▸ REQUIRED ACTION: Filter the entries that follow, copying every line in which the word "below" appears.

-------- DATA EXTRACTS --------

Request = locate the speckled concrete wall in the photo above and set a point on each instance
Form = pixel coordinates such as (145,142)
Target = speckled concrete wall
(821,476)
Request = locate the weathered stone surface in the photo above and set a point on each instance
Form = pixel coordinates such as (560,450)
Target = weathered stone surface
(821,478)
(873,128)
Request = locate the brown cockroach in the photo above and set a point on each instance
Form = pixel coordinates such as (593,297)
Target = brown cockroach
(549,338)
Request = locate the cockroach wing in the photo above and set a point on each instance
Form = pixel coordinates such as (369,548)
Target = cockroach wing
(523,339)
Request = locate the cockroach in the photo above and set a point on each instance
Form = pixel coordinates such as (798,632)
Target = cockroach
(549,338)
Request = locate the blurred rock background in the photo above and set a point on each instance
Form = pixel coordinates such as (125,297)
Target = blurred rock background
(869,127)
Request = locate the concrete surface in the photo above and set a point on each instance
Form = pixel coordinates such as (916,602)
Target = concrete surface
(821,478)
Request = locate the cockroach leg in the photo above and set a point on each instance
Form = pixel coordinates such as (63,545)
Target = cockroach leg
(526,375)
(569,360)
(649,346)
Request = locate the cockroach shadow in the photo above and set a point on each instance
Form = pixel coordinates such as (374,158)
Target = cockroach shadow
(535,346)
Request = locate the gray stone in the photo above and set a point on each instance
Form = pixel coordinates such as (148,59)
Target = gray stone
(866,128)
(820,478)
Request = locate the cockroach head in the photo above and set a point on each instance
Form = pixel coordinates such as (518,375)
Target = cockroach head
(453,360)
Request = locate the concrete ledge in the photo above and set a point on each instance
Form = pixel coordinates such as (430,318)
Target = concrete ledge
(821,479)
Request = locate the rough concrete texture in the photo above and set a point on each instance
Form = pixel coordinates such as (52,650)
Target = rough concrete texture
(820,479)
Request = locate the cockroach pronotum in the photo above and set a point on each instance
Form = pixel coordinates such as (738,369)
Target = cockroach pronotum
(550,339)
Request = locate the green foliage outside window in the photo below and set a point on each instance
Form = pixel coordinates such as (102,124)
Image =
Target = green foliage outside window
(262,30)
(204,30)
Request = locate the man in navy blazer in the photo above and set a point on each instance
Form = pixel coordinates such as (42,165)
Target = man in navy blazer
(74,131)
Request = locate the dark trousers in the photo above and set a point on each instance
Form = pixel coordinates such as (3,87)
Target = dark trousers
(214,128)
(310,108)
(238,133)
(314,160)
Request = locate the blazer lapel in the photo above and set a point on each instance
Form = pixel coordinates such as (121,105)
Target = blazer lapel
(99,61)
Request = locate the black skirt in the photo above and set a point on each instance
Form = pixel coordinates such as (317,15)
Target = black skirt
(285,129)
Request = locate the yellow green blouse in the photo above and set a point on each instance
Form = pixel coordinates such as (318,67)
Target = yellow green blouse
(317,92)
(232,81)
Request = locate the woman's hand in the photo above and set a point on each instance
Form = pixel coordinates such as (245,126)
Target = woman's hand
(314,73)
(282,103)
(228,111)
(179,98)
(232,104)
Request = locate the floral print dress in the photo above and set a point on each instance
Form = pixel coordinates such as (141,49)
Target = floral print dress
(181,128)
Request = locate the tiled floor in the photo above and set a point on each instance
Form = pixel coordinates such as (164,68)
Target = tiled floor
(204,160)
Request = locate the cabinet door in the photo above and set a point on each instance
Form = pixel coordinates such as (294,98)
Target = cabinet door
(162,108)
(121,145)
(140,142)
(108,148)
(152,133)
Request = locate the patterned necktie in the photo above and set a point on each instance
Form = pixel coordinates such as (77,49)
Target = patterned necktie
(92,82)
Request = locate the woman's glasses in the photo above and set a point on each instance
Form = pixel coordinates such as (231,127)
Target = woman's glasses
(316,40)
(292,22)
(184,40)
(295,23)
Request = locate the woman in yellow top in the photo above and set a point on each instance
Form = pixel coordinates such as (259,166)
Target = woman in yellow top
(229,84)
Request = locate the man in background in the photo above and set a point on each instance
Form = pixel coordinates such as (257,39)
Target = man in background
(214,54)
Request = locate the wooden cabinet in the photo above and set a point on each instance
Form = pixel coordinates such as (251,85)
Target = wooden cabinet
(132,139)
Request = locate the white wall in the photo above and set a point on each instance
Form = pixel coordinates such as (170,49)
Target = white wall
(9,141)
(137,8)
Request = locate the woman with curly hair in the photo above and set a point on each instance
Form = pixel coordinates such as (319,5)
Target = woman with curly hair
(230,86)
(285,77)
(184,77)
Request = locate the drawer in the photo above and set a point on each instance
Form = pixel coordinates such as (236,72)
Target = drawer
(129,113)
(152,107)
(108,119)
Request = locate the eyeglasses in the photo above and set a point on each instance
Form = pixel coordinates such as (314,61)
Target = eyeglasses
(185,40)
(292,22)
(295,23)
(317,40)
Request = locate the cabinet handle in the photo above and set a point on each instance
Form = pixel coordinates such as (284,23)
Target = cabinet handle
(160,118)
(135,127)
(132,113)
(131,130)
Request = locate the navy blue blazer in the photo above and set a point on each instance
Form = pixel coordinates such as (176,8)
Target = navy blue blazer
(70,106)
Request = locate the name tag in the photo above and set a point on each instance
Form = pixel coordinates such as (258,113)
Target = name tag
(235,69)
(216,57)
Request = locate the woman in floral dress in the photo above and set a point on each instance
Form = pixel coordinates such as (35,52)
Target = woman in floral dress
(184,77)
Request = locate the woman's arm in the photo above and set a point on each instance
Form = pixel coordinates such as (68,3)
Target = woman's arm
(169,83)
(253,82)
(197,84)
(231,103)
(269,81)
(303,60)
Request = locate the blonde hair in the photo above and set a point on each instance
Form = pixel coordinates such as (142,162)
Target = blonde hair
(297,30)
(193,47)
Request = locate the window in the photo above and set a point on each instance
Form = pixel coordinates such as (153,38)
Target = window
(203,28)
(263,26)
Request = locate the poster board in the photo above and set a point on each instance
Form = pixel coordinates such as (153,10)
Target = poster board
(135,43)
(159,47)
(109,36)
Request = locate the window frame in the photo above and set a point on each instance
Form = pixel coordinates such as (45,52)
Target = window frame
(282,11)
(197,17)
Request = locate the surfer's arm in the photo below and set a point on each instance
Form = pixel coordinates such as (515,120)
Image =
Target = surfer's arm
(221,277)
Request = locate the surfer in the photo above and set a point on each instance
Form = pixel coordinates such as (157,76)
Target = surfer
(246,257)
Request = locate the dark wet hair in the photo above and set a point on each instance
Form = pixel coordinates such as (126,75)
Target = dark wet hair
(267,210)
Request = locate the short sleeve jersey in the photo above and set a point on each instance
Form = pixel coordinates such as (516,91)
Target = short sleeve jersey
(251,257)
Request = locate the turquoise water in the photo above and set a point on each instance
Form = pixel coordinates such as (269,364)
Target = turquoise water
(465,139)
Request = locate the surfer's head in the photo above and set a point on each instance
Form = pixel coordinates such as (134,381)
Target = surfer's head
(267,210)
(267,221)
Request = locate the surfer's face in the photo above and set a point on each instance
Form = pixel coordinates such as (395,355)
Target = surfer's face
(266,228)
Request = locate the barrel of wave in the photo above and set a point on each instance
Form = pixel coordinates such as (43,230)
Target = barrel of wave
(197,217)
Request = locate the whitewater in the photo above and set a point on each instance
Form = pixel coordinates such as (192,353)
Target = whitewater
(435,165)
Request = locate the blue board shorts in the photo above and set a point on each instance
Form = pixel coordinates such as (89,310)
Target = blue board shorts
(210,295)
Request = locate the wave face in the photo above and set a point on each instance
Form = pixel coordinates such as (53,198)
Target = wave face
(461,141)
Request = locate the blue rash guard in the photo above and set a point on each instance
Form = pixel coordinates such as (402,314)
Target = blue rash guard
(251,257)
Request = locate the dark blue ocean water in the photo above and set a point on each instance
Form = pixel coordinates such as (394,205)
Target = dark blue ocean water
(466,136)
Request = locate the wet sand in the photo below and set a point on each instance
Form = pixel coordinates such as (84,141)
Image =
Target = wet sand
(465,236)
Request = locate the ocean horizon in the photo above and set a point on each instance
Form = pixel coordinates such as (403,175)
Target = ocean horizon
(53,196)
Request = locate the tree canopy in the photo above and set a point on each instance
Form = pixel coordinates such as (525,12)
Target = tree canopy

--------

▸ ANSWER FOR THE TASK:
Request = locate the green foliage outside window in the photo below and set a point on each instance
Request = locate the surfer's arm in the photo below and set a point on each instance
Request = locate the wet sand in the photo below and set a point on each instance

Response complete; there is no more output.